### Exercise task
Convert the records below into a JSON list of strings with one string per line, leaving out blank lines.
►
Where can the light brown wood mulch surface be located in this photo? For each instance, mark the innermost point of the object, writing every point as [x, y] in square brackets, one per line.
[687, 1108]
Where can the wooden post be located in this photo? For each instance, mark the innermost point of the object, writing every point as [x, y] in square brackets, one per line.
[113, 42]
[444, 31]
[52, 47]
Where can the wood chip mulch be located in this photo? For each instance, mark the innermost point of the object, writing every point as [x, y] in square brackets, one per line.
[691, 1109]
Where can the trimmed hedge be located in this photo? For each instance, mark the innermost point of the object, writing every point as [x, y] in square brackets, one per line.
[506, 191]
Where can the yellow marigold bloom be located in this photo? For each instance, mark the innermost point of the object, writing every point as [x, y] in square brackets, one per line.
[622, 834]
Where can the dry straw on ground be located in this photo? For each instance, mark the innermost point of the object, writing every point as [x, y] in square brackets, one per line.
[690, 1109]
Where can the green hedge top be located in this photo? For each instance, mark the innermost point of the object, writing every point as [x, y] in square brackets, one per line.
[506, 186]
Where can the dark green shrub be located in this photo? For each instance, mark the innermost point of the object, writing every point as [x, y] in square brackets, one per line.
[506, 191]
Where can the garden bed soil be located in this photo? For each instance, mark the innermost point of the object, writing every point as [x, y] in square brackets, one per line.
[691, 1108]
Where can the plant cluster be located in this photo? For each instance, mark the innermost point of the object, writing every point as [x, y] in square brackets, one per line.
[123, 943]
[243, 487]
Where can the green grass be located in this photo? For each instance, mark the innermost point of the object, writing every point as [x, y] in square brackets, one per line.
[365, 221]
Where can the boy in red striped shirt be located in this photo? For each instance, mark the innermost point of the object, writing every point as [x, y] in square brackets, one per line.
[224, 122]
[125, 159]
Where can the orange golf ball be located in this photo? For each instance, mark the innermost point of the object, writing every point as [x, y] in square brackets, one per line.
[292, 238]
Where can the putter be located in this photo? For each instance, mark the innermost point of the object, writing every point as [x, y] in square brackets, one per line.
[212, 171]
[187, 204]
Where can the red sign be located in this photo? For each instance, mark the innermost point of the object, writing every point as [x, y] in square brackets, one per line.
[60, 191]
◄
### Exercise result
[
  "Where can the light brown wood mulch surface be located in this photo? For each instance, mark the innermost point of the object, writing every point as [x, y] in square brackets, one per line.",
  "[687, 1108]",
  "Where can the wooden post be located in this photo? For each instance, mark the innermost point of the object, writing every point as [x, y] in square brackets, one per line.",
  "[113, 42]",
  "[444, 31]",
  "[52, 47]",
  "Where can the wood chip mulch be located in this photo? For each instance, mark the innermost point of the object, writing every point as [x, y] in square brackets, one per line.",
  "[691, 1109]",
  "Where can the trimmed hedge be located in this photo? For each instance, mark the innermost point of the object, writing every point as [x, y] in square brackets, one per line.",
  "[506, 191]",
  "Where can the yellow marigold bloom be located in this photo? For each instance, mark the innermost point of the object, writing every point as [x, y] in square brackets, one per line.",
  "[622, 834]",
  "Where can the dry straw on ground be located in this photo? For each instance, mark the innermost point of the object, writing every point as [x, y] in square brackets, one per line.",
  "[690, 1109]",
  "Where can the green hedge top be located in this photo? For each instance, mark the innermost point of the object, writing every point as [x, y] in square brackets, one per line.",
  "[506, 186]",
  "Where can the dark green shrub be located in this photo? For each instance, mark the innermost point of the object, writing every point as [x, y] in square brackets, one per line.",
  "[506, 191]",
  "Where can the garden bed soil be located in this photo? For each instance, mark the innermost point of the object, writing every point as [x, y] in square brackets, one per line.",
  "[691, 1108]",
  "Where can the plant cluster be located in this photo? For each instance, mark the innermost point of the object, writing every point as [x, y] in square brackets, one per line.",
  "[123, 943]",
  "[243, 487]",
  "Where can the green grass be located in this photo? For each instance, mark the innermost point of the object, writing every point as [x, y] in square brackets, one per line.",
  "[365, 221]",
  "Where can the boy in red striped shirt be located in this photo? For each instance, mark the innermost point of the object, writing every point as [x, y] in square brackets, one per line.",
  "[224, 122]",
  "[125, 159]",
  "Where can the orange golf ball be located in this photo? For each instance, mark the innermost point of the object, writing every point as [x, y] in square brackets, one per line.",
  "[292, 238]",
  "Where can the putter be located in this photo? For each instance, mark the innermost point of the object, writing every point as [x, y] in square brackets, one per line.",
  "[212, 171]",
  "[187, 204]",
  "Where can the red sign be located in this photo? For each instance, mark the innermost point of the object, writing every point as [x, y] in square brackets, one per line.",
  "[60, 191]"
]